TASK INSTRUCTIONS: Every entry must be duplicated word for word.

GIVEN ENTRIES:
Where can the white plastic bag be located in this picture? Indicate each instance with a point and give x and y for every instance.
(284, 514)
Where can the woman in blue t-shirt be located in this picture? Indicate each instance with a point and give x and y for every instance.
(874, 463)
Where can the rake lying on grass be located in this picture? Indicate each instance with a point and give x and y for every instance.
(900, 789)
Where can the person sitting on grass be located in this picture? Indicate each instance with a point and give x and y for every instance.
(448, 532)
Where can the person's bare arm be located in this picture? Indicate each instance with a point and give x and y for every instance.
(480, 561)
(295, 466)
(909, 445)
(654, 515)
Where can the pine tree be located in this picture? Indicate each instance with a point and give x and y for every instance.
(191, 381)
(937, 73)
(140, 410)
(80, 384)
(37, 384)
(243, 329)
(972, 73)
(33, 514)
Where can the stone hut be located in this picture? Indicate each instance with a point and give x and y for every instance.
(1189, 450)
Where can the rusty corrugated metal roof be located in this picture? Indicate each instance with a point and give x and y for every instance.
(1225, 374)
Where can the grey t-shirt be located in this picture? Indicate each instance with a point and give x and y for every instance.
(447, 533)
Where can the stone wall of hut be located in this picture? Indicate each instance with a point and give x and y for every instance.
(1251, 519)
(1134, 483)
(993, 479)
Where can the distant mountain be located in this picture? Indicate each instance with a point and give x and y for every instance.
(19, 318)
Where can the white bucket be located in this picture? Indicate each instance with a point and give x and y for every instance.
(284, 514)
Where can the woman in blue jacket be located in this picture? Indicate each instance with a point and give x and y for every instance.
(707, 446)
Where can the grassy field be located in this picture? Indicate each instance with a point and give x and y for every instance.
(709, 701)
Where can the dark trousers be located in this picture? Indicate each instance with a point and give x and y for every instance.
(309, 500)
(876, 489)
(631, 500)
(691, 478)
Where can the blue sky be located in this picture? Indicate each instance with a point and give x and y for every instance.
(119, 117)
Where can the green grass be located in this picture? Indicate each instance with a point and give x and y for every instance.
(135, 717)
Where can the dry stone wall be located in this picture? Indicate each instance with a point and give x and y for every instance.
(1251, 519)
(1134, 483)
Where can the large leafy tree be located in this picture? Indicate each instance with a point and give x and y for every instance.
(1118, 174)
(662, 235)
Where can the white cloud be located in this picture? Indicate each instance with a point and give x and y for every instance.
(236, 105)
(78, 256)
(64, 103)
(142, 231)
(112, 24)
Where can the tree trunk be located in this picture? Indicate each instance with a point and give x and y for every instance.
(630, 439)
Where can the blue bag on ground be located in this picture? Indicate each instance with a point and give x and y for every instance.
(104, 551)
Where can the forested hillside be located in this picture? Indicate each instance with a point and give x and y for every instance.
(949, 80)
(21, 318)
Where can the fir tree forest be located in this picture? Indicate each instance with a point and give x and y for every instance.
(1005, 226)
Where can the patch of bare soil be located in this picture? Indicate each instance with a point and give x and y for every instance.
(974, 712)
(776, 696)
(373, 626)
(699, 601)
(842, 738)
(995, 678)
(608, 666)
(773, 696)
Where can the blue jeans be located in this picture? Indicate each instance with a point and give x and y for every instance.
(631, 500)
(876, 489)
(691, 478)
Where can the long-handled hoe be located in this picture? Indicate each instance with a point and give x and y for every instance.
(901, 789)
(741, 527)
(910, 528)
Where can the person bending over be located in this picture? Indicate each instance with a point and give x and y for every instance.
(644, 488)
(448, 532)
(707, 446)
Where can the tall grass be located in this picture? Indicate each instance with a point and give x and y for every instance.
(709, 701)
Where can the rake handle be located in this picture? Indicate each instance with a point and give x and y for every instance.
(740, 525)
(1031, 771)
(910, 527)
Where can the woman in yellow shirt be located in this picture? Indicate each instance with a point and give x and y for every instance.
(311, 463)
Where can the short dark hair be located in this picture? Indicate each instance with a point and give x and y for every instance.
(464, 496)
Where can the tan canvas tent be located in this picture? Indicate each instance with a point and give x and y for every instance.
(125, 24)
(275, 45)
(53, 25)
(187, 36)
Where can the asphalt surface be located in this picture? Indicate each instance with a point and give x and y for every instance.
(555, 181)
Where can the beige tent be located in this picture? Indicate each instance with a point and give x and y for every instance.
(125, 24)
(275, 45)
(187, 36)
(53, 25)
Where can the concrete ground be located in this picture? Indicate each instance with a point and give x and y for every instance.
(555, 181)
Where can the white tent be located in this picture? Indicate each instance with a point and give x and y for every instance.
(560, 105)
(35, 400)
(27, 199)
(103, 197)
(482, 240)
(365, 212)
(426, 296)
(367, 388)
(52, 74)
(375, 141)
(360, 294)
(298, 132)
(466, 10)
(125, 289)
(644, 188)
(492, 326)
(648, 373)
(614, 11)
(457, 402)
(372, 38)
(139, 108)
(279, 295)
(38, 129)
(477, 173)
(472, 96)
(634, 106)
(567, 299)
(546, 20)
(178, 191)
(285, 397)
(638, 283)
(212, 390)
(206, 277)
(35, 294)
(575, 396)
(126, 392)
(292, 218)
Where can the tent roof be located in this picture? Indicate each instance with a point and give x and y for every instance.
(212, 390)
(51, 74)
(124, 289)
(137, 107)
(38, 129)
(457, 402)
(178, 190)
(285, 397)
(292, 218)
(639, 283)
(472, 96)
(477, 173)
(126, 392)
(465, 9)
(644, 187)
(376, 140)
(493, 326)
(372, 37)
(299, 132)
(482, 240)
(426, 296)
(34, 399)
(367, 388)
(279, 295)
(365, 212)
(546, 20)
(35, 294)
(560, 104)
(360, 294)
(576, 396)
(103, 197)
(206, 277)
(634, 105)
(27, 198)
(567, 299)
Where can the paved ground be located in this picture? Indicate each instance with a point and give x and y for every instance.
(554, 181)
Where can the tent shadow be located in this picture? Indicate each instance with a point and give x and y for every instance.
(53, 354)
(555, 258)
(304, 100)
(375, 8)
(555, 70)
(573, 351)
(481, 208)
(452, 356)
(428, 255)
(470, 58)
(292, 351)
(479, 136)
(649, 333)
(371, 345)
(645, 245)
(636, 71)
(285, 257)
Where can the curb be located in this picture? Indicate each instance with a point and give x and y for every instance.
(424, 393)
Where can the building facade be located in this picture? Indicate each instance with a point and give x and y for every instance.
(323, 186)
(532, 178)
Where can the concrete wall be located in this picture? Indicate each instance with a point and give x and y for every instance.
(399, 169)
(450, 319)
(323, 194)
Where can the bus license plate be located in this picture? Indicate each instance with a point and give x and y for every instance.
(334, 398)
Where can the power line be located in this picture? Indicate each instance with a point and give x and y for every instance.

ANSWER BOX:
Where can the white plastic bag be located in this picture? Indicate each instance with a point and give x and y for every instance.
(284, 514)
Where can the woman in blue t-shirt be located in this picture? Indicate each instance with a point and give x and y for every instance.
(874, 463)
Where can the rake lying on grass be located in this picture? Indicate each instance with a point and give x and y for every instance.
(900, 789)
Where can the person sitting on grass be located in this picture? Indicate each instance with a point and give x and y for every instance.
(448, 532)
Where can the person's bare arm be located in this picture? Indicate each instance with a point and give x and y for every instance.
(480, 561)
(295, 466)
(909, 445)
(654, 515)
Where can the pine tree be located in this picture? Indicate each instance with a point and give x and y for every instance.
(191, 381)
(937, 73)
(140, 410)
(80, 384)
(37, 384)
(243, 329)
(972, 73)
(33, 514)
Where can the stone hut be located in this picture? Indicate each instance with a point and give x and y for every instance.
(1189, 450)
Where can the rusty corrugated metal roof be located in this picture? Indicate each instance with a point and give x and y for every instance.
(1225, 374)
Where can the grey t-shirt be located in this picture? Indicate each instance with a point and give x and y for every instance.
(447, 533)
Where can the stone wall of hut be located in this picture? Indicate each instance with a point and give x and y for every instance.
(1251, 519)
(1134, 483)
(993, 479)
Where can the distant mountain be located in this picture? Indicate each instance with a point and give x and y for every instance.
(19, 318)
Where can the white bucket be located in this picture? Indicate each instance with a point and give x and y for every instance.
(284, 514)
Where can the woman in blue jacket be located in this picture? Indicate each instance with a point and give x and y for every instance.
(707, 446)
Where can the grassy field be located in this picture? Indicate each instance with a point and give x and y for every instance.
(709, 701)
Where can the dark trousers be located in this picture? Indicate each instance with a point and give x and y for every instance.
(309, 500)
(876, 489)
(631, 500)
(691, 478)
Where can the blue sky be located in this picture? Indicate each instance with a point and give x and y for every instance.
(119, 117)
Where can the green grass be located in this picture? Indicate each instance with a point and give x and y for every instance.
(135, 717)
Where can the dry stone wall be located in this picture? Indicate each instance with a point and give x and y for every instance.
(1251, 519)
(1134, 483)
Where can the large leafy tree be located in this picture? Indicate each instance with a point and give x and y for every instance.
(1118, 174)
(662, 235)
Where can the white cloud be located in this picture? Indicate each instance with a point and give x and y for every instance.
(236, 105)
(78, 256)
(64, 103)
(142, 231)
(112, 24)
Where can the tree trunk be located in this picture? Indicate each instance with a point and give x and y for every instance.
(630, 439)
Where can the blue bag on ground be located in this picture? Indicate each instance with a point and give x and y for every instance.
(104, 551)
Where can the forested hillside be located in this picture? Indicate each instance with a point and give x and y for every instance.
(949, 80)
(21, 318)
Where can the fir tree forest be located in this picture? Indicate each instance with a point and give x and y for every instance.
(1005, 226)
Where can the patch of bare soil be located in this picture? Indicate each instance with a point and give x and y for every instance.
(974, 712)
(776, 696)
(373, 626)
(699, 601)
(842, 738)
(995, 678)
(608, 666)
(773, 696)
Where can the blue jeans be located in this picture? Indicate each instance with a point and give x and y for every instance.
(631, 500)
(876, 489)
(691, 478)
Where can the long-handled hoe be located in this picture? Indicate each instance with a point and give x and y for every instance.
(901, 789)
(741, 527)
(910, 528)
Where can the person bending over be located in this picture? Indicate each instance with a point and give x and y for every instance.
(644, 488)
(448, 532)
(707, 446)
Where can the tall grass be located in this picture? Indicate each instance with a point and give x and y for every instance.
(709, 701)
Where can the rake handle be located in this picture? Indicate each instance with a point and give x and y for every instance.
(740, 525)
(1031, 771)
(910, 527)
Where can the woman in yellow shirt be located in this picture? Indicate each instance with a point and give x and y for every instance.
(311, 463)
Where can the short dark hair be located in this picture? Indicate each instance with a point and give x and y for every instance.
(464, 496)
Where can the tan canvas tent be located in this picture? Indicate each instance with a point and give x and y for every instance.
(125, 24)
(275, 45)
(53, 25)
(187, 36)
Where can the asphalt surface be located in this picture? Indicate each instance with a point and give x and y for every instance.
(555, 181)
Where can the beige tent be located in this picture? Indicate each instance with a point and give x and y for every instance.
(125, 24)
(275, 45)
(187, 36)
(53, 25)
Where can the concrete ground be located in this picture? Indicate each instance with a point and give x and y for every instance.
(555, 181)
Where can the white tent be located in this picture? Indicate each instance with a point and give x and y for every instance.
(560, 105)
(35, 400)
(27, 199)
(103, 197)
(482, 240)
(365, 212)
(426, 296)
(367, 388)
(52, 74)
(375, 141)
(360, 294)
(298, 132)
(466, 10)
(125, 289)
(644, 188)
(492, 326)
(648, 373)
(614, 11)
(457, 402)
(372, 38)
(139, 108)
(279, 295)
(38, 129)
(477, 173)
(472, 96)
(634, 106)
(567, 299)
(546, 20)
(178, 191)
(285, 397)
(638, 283)
(212, 390)
(206, 277)
(35, 294)
(575, 396)
(126, 392)
(292, 218)
Where can the tent roof be located in this picture? Indicate each instance with a point and give x and y for every instance.
(212, 390)
(51, 74)
(124, 289)
(137, 107)
(38, 129)
(457, 402)
(178, 190)
(285, 397)
(292, 218)
(639, 283)
(472, 96)
(477, 173)
(126, 392)
(465, 9)
(644, 187)
(376, 140)
(493, 326)
(372, 37)
(299, 132)
(482, 240)
(426, 296)
(34, 399)
(367, 388)
(279, 295)
(365, 212)
(546, 20)
(35, 294)
(560, 104)
(360, 294)
(576, 396)
(103, 197)
(206, 277)
(634, 105)
(27, 198)
(567, 299)
Where can the paved ground be located in this picture? Indicate each instance with a point and give x and y for every instance.
(554, 181)
Where can the tent shadow be located in this picture? Indicate each instance with a point and give x and y for every instance.
(53, 354)
(555, 258)
(304, 100)
(375, 8)
(555, 70)
(573, 351)
(481, 208)
(452, 356)
(428, 255)
(470, 58)
(292, 351)
(479, 136)
(649, 333)
(371, 345)
(645, 245)
(636, 71)
(285, 257)
Where can the curb be located in this picture? Indicate each instance with a point and give x and y for every instance.
(424, 393)
Where can the building facade be located in this picture? Indicate each instance with a point and give x and y for every instance.
(323, 186)
(532, 178)
Where can the concrete wall be located in this picture? Indicate each instance with a point and give x and y for every instance.
(399, 169)
(450, 319)
(323, 194)
Where can the bus license plate be located in this picture? Indicate each instance with a point and give x and y for every instance.
(334, 398)
Where can the power line be located in this picture? Indicate each instance with a point and give x and y for every instance.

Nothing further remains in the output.